= Page extract =
/---

# Mosquito Monday Nighters



## walley1 (Feb 18, 2005)

Dont forget Monday May 9 at 5pm we will have the first of monday nighters at Mosquito. The Tournaments will be every Monday at Mosquito Lake marina. Entry fee is $30 per a team and $5 per a boat for big bass. This 100% payback every week. Ending time will be determined at each tournament based on weather and lighting conditions Hope everyone can make it.we have had a great group of guys in the past


----------



## qpan13 (May 30, 2010)

I don't think I can make the 9th. I will be at the next for sure if not!


----------



## Dan44149 (Apr 12, 2011)

Is there a pre-registration or is it just "show up and sign up?"

Sounds like a good time, even though I've never fished Mosquito. I mean too every year. I just never get around to it. Everyone I know is floored that I've never been there.... LOL


----------



## JF1 (Mar 25, 2008)

I'm assuming it will be same as last year...if you can't make it at 5 you can still fish, just check in and pay before you take off? I won't be able to get there until 530ish some mondays...


----------



## GOTEM' (Apr 1, 2007)

what are the regs for the monday nighters?? Is it inboard stearing only? Does the livewell have to be built in or could it be a cooler made into a livewell? Thanks GOTEM'


----------



## Dan44149 (Apr 12, 2011)

GOTEM I would think that as long as you're fishing from a boat, you would be good in most tournaments. As far as the livewell goes, most tournaments only require that they be aerated to keep the fish alive. I don't think it matters if it's built into the boat or not. The point of the tournament is to catch fish, preserve the life of the fish, have fun, and maybe win a little bit of money.

\---

= Problem to solve =
In the Mosquito Monday Nighters thread, what is the entry fee per team?

= Data excerpt =
/---

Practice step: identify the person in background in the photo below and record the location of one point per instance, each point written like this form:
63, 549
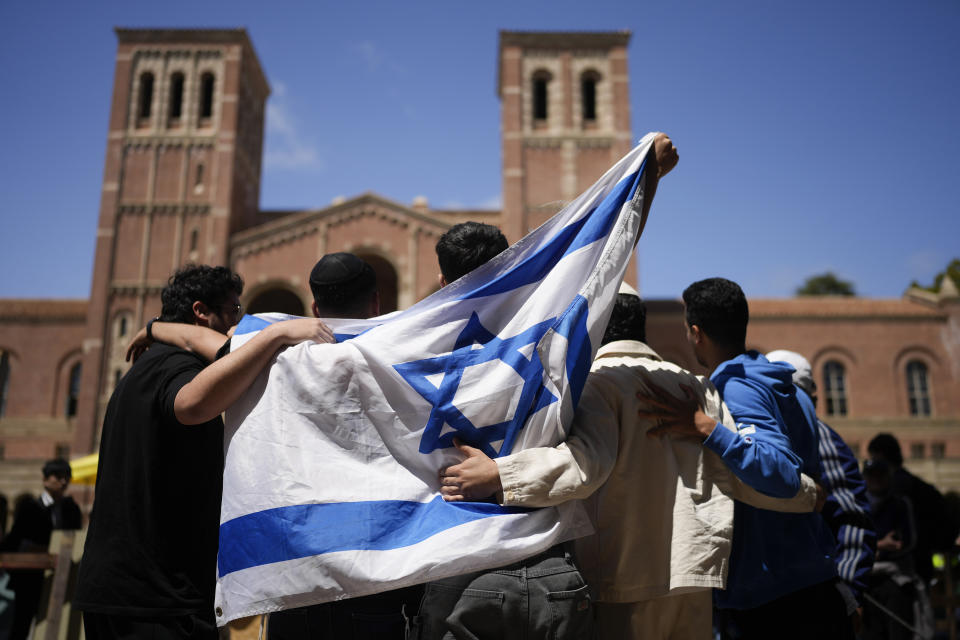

\---

= Written response =
$30 per team.